Your goal ▸ The data must be transcribed exactly, with no line missing.

Start of Block

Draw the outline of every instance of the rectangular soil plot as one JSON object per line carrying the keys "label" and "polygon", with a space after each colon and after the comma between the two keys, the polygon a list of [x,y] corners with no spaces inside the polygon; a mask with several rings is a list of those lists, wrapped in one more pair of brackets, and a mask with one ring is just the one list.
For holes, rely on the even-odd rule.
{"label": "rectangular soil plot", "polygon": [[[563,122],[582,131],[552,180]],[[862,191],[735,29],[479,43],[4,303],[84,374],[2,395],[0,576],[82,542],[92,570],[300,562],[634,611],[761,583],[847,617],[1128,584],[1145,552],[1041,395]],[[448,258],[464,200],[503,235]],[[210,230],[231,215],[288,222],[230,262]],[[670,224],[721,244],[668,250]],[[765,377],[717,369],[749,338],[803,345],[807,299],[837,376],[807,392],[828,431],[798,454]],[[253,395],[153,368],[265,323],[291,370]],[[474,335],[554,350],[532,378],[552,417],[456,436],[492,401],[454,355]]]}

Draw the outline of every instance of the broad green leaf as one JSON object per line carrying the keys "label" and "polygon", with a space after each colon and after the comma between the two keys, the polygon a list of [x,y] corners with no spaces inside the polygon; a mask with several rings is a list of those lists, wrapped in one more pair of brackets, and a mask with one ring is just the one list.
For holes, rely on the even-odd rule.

End of Block

Response for this exercise ▸
Draw the outline of every instance of the rectangular soil plot as one JSON object per line carrying the keys "label" and "polygon", with a space after each colon and after the comma between the two keys, the polygon a list of [x,y] corners with no spaces inside the polygon; a mask with several rings is a list of those lists, wrapped in one more pair of brackets, and a mask with one ring is just the one list.
For holes, rely on the even-odd rule.
{"label": "rectangular soil plot", "polygon": [[[563,122],[582,131],[552,180]],[[862,191],[735,29],[479,43],[4,303],[84,374],[2,395],[0,576],[82,542],[92,570],[300,562],[634,611],[761,583],[847,617],[1128,584],[1145,552],[1041,395]],[[448,258],[464,200],[503,235]],[[210,230],[231,215],[288,222],[230,262]],[[670,224],[721,244],[668,250]],[[765,377],[717,369],[749,338],[803,345],[807,299],[837,376],[807,392],[828,431],[798,454]],[[253,395],[153,368],[265,323],[291,370]],[[474,335],[554,350],[532,378],[552,417],[456,436],[492,401],[454,355]]]}

Draw the outline of every instance of the broad green leaf as one JSON object per line carrying the keys "label" and "polygon", with a space after each colon and after the comma between the two keys, the polygon a list of [x,y] corners with no spaces inside the polygon; a mask with several rings is a list of those lists, wrapped in one more pair of brackets, and a mask with one ring is just the one list.
For holes, rely on the even-odd rule.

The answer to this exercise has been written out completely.